*TEKS SUMBER*
▼
MK Izinkan Impor Daging Sistem Zona Dengan Syarat
JAKARTA, SATUHARAPAN.COM - Mahkamah Konstitusi (MK), menegaskan penerapan sistem zona dalam impor produk hewan bertentangan dengan konstitusi apabila dilakukan tidak dalam kondisi mendesak.
Hal tersebut terungkap dalam sidang pengucapan putusan uji materiil Undang-Undang Nomor 41 Tahun 2014 tentang Peternakan dan Kesehatan Hewan (UU No. 41/2014), hari Selasa (7/2).
“Dalam hal tertentu, dengan tetap memerhatikan kepentingan nasional, dapat dilakukan pemasukan Ternak dan/atau Produk Hewan dari suatu negara atau zona dalam suatu negara yang telah memenuhi persyaratan dan tata cara pemasukan Ternak dan/atau Produk Hewan,” bunyi Pasal 36E ayat (1) UU No. 41/2014.
Penjelasan Pasal 36E ayat (1) UU No. 41/2014 menyatakan, “Yang dimaksud dengan “dalam hal tertentu” adalah keadaan mendesak, antara lain, akibat bencana, saat masyarakat membutuhkan pasokan Ternak dan/atau Produk Hewan.”
Mahkamah menegaskan, syarat dalam Penjelasan Pasal 36E ayat (1) UU No. 41/2014 mutlak harus diterapkan dalam penggunaan sistem zona ketika negara memasukkan produk hewan ke dalam wilayah NKRI, sehingga secara a contrario harus dimaknai bahwa tanpa terpenuhinya syarat tersebut, pemasukan produk hewan dari zona dalam suatu negara atau dengan sistem zona ke dalam wilayah NKRI adalah inkonstitusional.
Walaupun UU No. 41/2014 telah menganut sistem zona dengan syarat-syarat yang begitu ketat, Mahkamah menegaskan terhadap pemasukan produk hewan dari zona dalam suatu negara, harus dilaksanakan dengan berlandaskan prinsip kehati-hatian.
“Sehingga Pasal 36E ayat (1) UU No. 41/2014 yang merumuskan ‘zona dalam suatu negara’ haruslah dinyatakan konstitusional bersyarat (conditionally constitutional) yaitu sepanjang sesuai dengan pertimbangan Mahkamah,” kata Hakim Konstitusi, Manahan M.P. Sitompul membacakan pertimbangan hukum seperti dilansir dari mahkamahkonstitusi.go.id, hari Selasa (7/2).
Beda Obyek
Sedangkan terhadap norma Pasal 26C ayat (1), Pasal 36C ayat (3), dan Pasal 36D ayat (1), Mahkamah berpendapat terdapat perbedaan objek pengaturan dengan Pasal 59 ayat (2) UU No. 18/2009 yang telah diputus Mahkamah melalui Putusan Mahkamah No. 137/PUU-VII/2009, tanggal 25 Agustus 2010.
▲
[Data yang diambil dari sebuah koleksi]
▼
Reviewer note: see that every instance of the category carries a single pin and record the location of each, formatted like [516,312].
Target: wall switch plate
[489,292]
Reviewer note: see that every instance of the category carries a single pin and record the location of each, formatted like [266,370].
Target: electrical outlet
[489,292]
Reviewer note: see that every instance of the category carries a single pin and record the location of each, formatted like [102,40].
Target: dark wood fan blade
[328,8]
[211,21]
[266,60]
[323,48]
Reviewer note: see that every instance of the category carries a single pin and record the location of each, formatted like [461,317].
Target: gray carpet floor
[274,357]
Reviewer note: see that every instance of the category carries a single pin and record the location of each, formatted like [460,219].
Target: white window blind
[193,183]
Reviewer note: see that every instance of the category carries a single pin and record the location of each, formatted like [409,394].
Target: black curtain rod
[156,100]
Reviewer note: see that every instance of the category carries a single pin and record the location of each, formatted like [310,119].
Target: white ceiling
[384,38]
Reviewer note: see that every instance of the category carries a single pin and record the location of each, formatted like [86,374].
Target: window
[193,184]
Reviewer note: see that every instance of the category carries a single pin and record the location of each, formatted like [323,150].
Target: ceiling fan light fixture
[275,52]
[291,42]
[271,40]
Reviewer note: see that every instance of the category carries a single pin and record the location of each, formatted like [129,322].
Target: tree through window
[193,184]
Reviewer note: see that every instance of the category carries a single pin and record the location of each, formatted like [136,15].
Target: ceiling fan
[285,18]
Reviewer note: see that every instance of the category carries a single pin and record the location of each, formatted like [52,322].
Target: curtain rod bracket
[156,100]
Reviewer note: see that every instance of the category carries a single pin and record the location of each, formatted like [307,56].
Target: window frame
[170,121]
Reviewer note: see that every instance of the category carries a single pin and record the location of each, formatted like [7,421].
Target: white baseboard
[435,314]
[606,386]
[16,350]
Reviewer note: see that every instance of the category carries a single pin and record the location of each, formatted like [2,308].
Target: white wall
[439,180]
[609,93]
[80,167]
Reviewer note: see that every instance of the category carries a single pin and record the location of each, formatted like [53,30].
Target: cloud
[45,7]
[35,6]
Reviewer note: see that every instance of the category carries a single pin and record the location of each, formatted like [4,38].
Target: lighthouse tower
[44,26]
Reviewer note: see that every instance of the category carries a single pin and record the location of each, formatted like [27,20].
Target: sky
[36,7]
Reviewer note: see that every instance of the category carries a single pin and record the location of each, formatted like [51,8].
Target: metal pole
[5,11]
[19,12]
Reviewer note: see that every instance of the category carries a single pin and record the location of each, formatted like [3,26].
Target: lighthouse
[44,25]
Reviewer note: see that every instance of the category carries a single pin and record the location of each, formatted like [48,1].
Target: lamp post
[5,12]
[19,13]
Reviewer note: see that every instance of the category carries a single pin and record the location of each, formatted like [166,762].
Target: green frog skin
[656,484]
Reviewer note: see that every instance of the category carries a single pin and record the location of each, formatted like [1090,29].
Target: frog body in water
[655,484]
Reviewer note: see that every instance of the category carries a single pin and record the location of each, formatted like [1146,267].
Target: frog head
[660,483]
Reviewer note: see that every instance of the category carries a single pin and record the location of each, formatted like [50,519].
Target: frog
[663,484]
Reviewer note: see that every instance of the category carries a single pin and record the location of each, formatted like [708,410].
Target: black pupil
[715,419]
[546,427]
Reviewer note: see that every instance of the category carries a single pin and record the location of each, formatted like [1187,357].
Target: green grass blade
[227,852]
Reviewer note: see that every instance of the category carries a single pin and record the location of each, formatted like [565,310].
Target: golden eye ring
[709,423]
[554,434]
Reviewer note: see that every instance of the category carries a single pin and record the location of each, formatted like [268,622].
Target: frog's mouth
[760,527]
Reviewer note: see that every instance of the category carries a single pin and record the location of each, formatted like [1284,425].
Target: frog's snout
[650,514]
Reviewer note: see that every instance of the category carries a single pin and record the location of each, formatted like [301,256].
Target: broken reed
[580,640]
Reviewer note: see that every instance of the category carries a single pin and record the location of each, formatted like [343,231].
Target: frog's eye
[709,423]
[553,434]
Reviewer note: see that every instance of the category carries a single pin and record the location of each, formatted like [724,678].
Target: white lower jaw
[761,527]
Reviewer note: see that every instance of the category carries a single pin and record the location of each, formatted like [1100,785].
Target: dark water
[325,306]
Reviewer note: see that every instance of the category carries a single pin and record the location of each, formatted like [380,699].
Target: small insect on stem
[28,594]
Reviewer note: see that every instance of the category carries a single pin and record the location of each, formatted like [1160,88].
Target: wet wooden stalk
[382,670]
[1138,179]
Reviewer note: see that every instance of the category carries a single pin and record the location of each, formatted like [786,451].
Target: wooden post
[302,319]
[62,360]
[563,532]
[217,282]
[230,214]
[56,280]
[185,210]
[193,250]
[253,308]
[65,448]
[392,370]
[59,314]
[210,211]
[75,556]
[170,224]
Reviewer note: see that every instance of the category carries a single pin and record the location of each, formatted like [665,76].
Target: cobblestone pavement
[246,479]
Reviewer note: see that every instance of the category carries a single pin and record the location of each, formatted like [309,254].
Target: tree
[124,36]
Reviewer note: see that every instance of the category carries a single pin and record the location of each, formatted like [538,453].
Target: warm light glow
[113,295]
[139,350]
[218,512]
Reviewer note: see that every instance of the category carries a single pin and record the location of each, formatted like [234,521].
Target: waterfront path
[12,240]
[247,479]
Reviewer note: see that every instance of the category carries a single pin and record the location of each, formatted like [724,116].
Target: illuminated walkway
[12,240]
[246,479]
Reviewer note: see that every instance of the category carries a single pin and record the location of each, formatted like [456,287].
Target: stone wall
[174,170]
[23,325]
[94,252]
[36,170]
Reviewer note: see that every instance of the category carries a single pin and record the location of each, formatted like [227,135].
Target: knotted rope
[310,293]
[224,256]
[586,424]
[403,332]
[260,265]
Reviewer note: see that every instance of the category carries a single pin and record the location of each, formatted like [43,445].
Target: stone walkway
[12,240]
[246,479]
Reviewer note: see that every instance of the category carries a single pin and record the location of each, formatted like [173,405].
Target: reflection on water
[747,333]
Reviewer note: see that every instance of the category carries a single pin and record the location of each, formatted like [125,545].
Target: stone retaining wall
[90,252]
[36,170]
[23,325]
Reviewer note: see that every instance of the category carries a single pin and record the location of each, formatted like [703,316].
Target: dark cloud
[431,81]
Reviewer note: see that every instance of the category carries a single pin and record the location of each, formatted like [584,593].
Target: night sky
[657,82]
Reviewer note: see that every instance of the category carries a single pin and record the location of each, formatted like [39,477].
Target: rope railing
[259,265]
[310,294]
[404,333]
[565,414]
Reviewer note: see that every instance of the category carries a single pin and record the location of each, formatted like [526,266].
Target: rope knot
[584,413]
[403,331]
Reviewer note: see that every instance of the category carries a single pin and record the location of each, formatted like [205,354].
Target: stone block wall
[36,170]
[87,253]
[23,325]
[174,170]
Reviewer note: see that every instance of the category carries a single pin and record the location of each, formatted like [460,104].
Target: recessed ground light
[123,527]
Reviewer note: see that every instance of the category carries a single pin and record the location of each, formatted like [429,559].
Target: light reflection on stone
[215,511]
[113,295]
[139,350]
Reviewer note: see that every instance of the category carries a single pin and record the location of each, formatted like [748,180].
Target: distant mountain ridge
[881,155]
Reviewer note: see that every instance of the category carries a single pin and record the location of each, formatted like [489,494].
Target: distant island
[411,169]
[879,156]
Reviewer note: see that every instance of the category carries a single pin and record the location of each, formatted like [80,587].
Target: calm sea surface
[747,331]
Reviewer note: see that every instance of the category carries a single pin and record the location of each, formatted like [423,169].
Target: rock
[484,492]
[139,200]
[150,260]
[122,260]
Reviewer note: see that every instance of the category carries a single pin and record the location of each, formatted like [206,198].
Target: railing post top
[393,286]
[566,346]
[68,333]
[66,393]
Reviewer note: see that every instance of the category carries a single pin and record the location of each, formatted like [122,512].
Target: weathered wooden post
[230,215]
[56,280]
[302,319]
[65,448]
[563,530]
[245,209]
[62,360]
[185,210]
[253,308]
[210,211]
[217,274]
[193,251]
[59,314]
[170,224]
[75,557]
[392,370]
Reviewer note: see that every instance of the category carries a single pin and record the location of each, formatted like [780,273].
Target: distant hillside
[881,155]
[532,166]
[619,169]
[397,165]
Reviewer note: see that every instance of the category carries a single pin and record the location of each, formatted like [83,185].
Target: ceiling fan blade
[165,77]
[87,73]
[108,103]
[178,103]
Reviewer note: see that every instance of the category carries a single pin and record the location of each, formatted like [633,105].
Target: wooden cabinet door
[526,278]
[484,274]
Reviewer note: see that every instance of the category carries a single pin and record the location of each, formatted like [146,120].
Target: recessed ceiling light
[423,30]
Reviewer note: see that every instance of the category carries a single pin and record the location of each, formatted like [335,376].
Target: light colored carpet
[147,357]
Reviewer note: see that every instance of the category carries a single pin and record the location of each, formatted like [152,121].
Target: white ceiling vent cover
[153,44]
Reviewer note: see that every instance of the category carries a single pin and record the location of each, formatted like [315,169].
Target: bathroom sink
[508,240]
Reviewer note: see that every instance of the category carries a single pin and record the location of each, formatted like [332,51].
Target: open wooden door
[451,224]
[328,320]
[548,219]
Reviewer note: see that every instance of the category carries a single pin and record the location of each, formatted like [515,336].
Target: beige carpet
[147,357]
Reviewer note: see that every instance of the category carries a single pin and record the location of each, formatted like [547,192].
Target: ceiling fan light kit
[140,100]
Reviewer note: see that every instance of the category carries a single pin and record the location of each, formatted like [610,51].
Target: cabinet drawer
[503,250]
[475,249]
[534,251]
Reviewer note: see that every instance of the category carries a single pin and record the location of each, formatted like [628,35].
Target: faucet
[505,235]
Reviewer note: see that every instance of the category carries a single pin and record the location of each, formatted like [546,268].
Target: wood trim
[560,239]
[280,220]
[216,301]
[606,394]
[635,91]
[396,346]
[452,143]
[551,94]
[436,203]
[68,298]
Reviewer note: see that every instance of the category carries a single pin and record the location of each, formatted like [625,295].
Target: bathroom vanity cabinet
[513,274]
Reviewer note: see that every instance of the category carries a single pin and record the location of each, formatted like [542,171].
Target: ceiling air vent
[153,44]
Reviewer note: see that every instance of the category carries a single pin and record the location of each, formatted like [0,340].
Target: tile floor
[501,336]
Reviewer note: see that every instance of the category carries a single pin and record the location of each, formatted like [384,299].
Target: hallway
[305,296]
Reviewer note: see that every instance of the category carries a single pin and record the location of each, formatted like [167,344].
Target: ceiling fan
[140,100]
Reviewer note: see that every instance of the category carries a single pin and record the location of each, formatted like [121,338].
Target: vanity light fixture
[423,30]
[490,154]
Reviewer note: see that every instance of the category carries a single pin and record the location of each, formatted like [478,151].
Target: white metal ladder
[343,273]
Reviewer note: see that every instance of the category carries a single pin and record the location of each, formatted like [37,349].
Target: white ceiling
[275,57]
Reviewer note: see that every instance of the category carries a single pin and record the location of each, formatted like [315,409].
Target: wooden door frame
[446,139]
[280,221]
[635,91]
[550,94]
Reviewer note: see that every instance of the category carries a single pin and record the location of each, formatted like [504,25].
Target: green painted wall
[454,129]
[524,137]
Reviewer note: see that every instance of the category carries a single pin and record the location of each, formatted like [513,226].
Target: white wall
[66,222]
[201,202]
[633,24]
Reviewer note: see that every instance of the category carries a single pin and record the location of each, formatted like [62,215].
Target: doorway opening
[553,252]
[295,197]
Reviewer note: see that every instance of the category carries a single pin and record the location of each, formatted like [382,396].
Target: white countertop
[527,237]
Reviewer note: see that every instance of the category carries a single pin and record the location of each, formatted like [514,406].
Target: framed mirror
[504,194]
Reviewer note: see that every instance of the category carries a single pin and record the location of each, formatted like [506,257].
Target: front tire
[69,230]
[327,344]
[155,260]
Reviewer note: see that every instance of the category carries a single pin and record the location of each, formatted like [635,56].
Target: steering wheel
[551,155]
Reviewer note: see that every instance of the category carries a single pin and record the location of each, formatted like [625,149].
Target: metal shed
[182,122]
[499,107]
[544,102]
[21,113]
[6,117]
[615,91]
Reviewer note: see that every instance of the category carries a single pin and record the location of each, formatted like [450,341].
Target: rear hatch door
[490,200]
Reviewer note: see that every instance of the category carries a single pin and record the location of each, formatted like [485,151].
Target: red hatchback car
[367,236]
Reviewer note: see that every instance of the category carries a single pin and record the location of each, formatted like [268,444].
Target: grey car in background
▲
*SOAL 1*
Kutip bagian artikel tentang putusan MK soal impor daging mulai dari "Mahkamah menegaskan, syarat" sampai dengan "berlandaskan prinsip kehati-hatian.", termasuk kedua bagian itu.
*SOAL 2*
Sebutkan semua pasal beserta ayatnya yang disebut dalam artikel tentang putusan MK soal impor daging.

*JAWABAN 1*
Mahkamah menegaskan, syarat dalam Penjelasan Pasal 36E ayat (1) UU No. 41/2014 mutlak harus diterapkan dalam penggunaan sistem zona ketika negara memasukkan produk hewan ke dalam wilayah NKRI, sehingga secara a contrario harus dimaknai bahwa tanpa terpenuhinya syarat tersebut, pemasukan produk hewan dari zona dalam suatu negara atau dengan sistem zona ke dalam wilayah NKRI adalah inkonstitusional.
Walaupun UU No. 41/2014 telah menganut sistem zona dengan syarat-syarat yang begitu ketat, Mahkamah menegaskan terhadap pemasukan produk hewan dari zona dalam suatu negara, harus dilaksanakan dengan berlandaskan prinsip kehati-hatian.

*JAWABAN 2*
- Pasal 36E ayat (1)
- Pasal 26C ayat (1)
- Pasal 36C ayat (3)
- Pasal 36D ayat (1)
- Pasal 59 ayat (2)